* **Datos de entrada**:
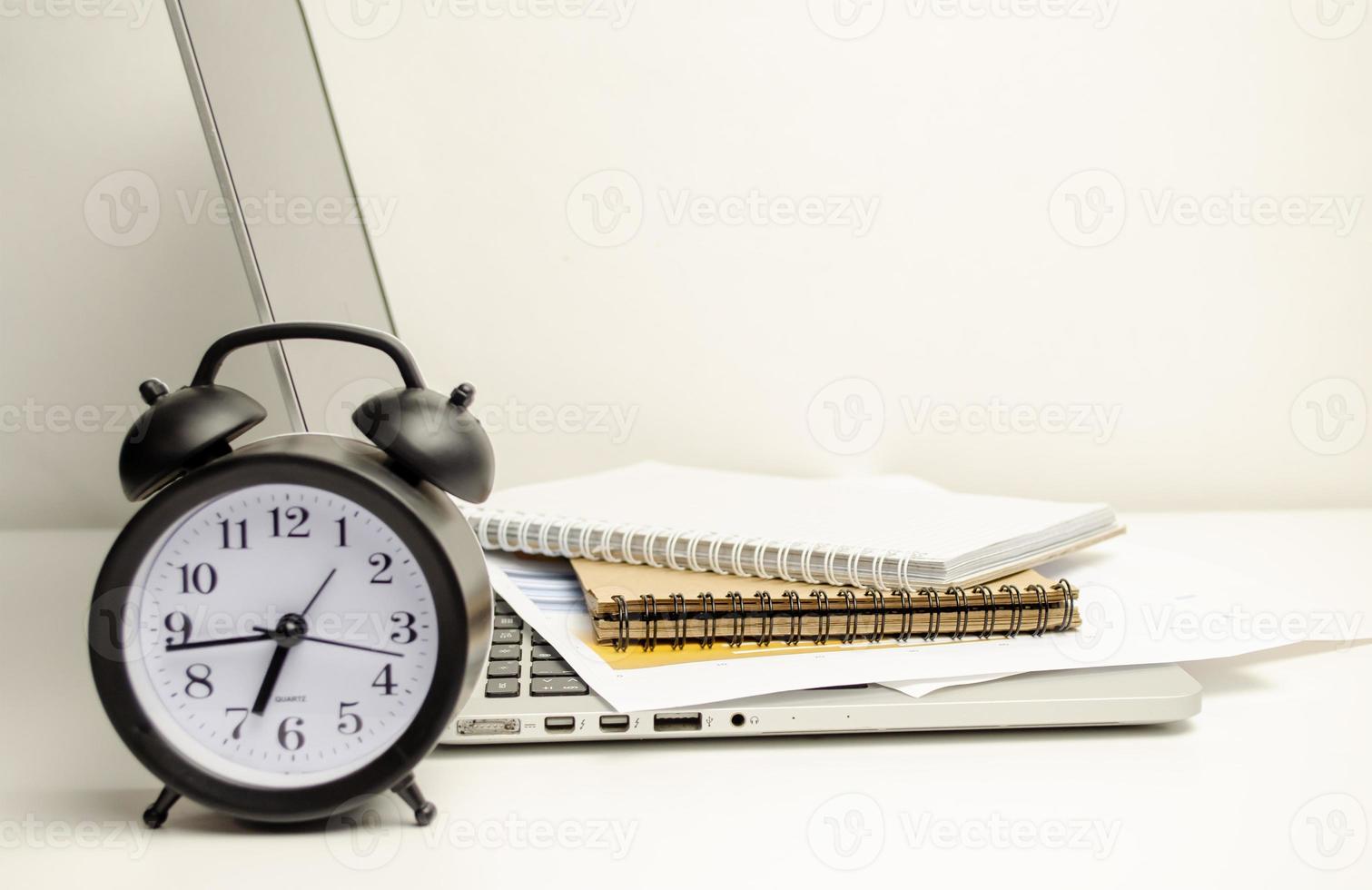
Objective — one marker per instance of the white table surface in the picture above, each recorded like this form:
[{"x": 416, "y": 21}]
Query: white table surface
[{"x": 1283, "y": 737}]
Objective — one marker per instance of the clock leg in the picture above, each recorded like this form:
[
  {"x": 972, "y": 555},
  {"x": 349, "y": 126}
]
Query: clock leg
[
  {"x": 155, "y": 815},
  {"x": 410, "y": 792}
]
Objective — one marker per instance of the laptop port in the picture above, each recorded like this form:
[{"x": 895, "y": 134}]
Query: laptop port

* **Consigna**:
¿Puedes reproducir literalmente las líneas que van desde la que contiene "Objective — one marker per instance of the laptop" hasta el final de los ítems, ambos extremos incluidos?

* **Resultado**:
Objective — one marker per instance of the laptop port in the picture above, each recorded like this form:
[{"x": 895, "y": 134}]
Query: laptop port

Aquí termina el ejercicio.